WHAT IS EXPECTED ▸
Reproduce the data verbatim, starting at the line that contains "[indicate] the girl's nose" and ending at the line that contains "(1016, 311)", with both of those lines included.

SOURCE MATERIAL ▸
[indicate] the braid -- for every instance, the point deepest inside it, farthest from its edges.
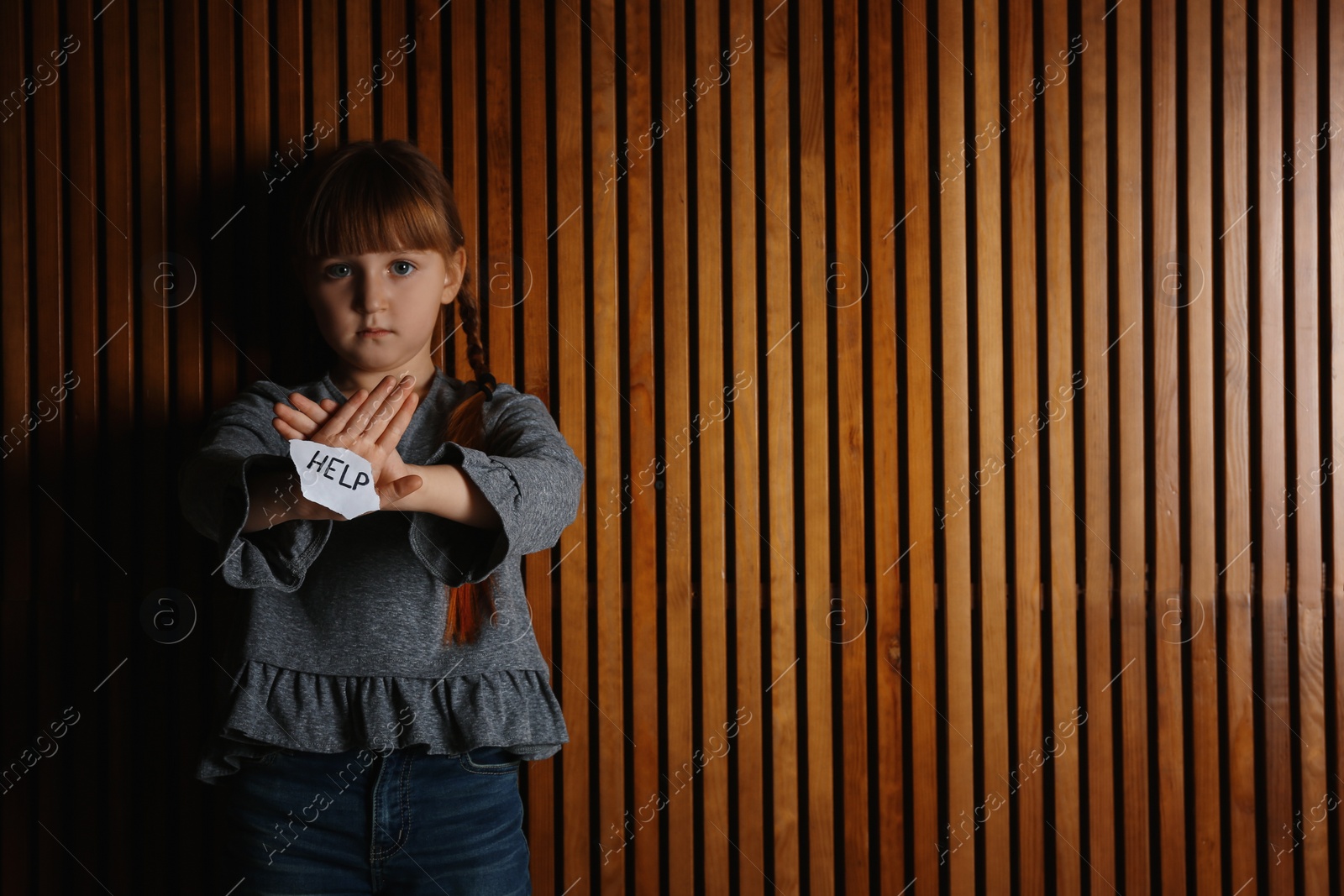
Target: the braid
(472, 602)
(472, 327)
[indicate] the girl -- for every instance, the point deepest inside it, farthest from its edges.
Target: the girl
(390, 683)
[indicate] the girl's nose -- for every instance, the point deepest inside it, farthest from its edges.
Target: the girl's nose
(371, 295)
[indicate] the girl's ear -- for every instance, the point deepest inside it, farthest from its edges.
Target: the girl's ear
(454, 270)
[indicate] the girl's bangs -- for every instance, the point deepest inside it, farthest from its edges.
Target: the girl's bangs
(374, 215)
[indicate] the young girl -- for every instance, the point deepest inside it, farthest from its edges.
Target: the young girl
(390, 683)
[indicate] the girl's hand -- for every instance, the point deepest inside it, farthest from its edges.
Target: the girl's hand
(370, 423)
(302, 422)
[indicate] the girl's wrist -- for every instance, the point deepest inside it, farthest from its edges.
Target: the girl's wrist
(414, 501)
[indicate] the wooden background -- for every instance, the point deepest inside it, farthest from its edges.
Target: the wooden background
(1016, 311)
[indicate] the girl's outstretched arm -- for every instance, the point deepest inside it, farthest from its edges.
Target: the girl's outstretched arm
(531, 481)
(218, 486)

COMPLETE RESPONSE ▸
[indicate] the girl's nose -- for every instance, the point deepest inside it, farthest from its edges.
Target: the girl's nose
(371, 295)
[indicate] the girl's ear -- for every instance, the point deepest inside it, farthest from its edges.
Target: the girl's ear
(454, 270)
[indicate] the girl's bangs -- for every instance, the point deepest inside it, farthest from its edges.
Target: the girl's bangs
(374, 215)
[indicate] the young girl -- for every instance, the point deepest inside it, farthest from its edges.
Target: the young girl
(390, 683)
[indicate] the girl's hand -- for every instance, the point deepest inside it, farthest from its edges.
Target: the girl's hand
(370, 423)
(302, 422)
[indicate] the girl's wrist -- for every instance, the point deepest inside it, farthest from its edges.
Target: the girl's wrist
(414, 501)
[indicate] the wooden background -- for every instance, the point deepest inside it, farthest from its edges.
Target: the wooden background
(1016, 311)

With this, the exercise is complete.